▶ [Required work]:
From the line containing "[pin] shed (one" down to the last line of the material, return those lines verbatim and only those.

(Coordinate annotation records)
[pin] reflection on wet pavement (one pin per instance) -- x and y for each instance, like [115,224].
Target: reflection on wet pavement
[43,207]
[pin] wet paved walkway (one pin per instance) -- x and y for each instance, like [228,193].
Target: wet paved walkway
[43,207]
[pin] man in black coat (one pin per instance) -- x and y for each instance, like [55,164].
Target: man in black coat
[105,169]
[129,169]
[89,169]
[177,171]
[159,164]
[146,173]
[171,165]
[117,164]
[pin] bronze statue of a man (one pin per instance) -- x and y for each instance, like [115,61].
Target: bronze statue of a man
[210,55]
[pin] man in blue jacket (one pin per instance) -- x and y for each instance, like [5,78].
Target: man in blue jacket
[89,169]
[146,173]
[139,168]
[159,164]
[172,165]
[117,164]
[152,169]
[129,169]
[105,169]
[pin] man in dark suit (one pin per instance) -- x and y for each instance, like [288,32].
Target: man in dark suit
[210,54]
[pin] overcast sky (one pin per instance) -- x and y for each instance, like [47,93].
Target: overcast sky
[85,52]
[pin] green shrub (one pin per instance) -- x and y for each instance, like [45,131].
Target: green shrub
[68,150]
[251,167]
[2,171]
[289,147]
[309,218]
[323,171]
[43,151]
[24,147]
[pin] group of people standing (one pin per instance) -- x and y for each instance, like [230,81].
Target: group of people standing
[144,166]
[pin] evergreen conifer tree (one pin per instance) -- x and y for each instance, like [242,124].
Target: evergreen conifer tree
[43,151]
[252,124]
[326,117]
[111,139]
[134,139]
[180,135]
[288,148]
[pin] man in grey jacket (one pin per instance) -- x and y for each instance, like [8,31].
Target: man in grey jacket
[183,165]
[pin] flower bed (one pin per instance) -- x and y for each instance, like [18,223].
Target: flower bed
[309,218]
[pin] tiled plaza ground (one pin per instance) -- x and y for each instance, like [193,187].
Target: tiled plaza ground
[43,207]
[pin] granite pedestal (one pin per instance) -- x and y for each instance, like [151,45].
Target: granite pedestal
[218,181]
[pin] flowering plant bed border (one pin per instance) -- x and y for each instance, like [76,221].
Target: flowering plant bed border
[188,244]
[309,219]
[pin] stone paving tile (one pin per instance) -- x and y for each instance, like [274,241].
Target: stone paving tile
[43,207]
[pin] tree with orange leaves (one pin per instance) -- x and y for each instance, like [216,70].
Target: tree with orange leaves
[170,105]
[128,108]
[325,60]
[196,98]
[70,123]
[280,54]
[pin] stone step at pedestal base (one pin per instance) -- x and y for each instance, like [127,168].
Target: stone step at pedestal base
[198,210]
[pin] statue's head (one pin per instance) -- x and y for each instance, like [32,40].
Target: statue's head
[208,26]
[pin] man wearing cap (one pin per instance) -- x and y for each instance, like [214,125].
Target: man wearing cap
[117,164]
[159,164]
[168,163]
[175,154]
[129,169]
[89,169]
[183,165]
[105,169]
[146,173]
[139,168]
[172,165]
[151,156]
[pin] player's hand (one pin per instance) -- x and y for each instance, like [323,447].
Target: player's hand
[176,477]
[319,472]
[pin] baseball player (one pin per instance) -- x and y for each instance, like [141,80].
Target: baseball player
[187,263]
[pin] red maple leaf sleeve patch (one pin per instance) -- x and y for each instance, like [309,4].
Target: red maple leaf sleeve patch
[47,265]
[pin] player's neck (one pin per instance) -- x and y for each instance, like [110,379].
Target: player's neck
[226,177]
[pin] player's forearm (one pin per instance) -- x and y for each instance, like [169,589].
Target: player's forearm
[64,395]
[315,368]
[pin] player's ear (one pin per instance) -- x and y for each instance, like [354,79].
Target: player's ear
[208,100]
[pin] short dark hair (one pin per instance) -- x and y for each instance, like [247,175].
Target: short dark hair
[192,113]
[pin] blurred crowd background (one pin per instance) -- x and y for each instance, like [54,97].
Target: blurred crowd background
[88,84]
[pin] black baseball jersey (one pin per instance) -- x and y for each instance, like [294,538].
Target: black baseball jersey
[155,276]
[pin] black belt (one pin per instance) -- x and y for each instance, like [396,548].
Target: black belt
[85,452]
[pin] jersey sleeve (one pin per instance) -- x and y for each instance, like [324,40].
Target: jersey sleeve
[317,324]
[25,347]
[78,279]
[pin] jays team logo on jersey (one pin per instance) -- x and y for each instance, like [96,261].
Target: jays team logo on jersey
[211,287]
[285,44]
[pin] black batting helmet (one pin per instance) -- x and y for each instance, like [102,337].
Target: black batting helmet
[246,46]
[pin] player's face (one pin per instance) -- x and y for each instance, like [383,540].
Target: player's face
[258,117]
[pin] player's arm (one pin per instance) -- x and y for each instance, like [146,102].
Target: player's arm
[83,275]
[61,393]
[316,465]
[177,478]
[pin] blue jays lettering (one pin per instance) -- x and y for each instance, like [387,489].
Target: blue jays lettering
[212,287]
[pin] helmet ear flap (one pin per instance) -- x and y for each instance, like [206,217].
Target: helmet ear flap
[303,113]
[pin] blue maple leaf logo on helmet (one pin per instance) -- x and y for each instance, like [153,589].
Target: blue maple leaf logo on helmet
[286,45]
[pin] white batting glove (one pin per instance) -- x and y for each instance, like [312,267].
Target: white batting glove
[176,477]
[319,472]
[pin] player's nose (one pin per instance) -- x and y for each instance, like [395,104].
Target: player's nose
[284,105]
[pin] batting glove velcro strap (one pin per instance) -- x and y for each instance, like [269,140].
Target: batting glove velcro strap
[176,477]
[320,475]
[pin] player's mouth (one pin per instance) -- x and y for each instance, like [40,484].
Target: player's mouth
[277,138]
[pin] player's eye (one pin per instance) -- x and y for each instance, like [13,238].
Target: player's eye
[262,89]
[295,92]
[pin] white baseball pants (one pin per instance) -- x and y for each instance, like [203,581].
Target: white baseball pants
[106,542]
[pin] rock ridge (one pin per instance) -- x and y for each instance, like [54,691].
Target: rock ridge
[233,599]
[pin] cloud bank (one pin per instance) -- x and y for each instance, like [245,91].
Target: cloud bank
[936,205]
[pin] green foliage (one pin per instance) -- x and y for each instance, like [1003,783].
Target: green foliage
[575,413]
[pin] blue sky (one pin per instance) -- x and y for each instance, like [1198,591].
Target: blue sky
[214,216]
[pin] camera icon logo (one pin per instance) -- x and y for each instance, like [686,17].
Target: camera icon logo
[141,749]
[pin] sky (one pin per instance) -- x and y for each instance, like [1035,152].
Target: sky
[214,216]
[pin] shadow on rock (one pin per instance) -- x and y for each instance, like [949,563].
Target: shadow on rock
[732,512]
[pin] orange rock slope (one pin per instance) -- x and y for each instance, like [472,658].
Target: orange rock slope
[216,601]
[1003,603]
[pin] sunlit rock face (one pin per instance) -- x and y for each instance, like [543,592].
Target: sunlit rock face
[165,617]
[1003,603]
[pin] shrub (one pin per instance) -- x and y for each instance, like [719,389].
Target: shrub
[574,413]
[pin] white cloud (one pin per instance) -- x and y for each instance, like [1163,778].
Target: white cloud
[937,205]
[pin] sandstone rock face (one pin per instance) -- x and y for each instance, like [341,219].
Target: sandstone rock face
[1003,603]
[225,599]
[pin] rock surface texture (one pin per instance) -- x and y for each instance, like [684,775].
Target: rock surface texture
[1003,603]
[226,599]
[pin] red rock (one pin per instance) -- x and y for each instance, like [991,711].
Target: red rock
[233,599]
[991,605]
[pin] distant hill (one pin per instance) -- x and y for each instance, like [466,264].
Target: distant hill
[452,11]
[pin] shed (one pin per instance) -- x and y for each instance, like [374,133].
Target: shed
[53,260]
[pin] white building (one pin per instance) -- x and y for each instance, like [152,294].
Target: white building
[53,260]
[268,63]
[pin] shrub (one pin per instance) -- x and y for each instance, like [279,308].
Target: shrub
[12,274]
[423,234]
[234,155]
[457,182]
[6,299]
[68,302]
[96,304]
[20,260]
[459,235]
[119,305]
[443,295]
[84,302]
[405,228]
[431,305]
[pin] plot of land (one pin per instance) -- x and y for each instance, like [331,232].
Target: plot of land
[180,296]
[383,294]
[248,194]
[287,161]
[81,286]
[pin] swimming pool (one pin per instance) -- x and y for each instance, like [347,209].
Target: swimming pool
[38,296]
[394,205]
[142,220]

▶ [Exercise solution]:
[pin] shed (one pin per instance) -- x and y for each instance, like [374,133].
Target: shed
[53,260]
[pin] white building (one pin per instance) -- x and y for each instance, like [152,294].
Target: white building
[53,260]
[268,63]
[pin] shrub (one pin per instance) -- x and y for each instance, like [279,308].
Target: shrub
[12,274]
[423,234]
[234,155]
[457,182]
[6,299]
[68,302]
[96,304]
[20,260]
[459,235]
[119,305]
[443,295]
[84,302]
[405,228]
[431,305]
[pin] plot of land (one pin per instance) -- x and y for each instance, like [331,232].
Target: plot of land
[180,296]
[383,294]
[248,194]
[287,161]
[81,286]
[pin] swimming pool (one pin per instance) -- x and y for each instance, like [347,209].
Target: swimming pool
[38,296]
[394,205]
[142,220]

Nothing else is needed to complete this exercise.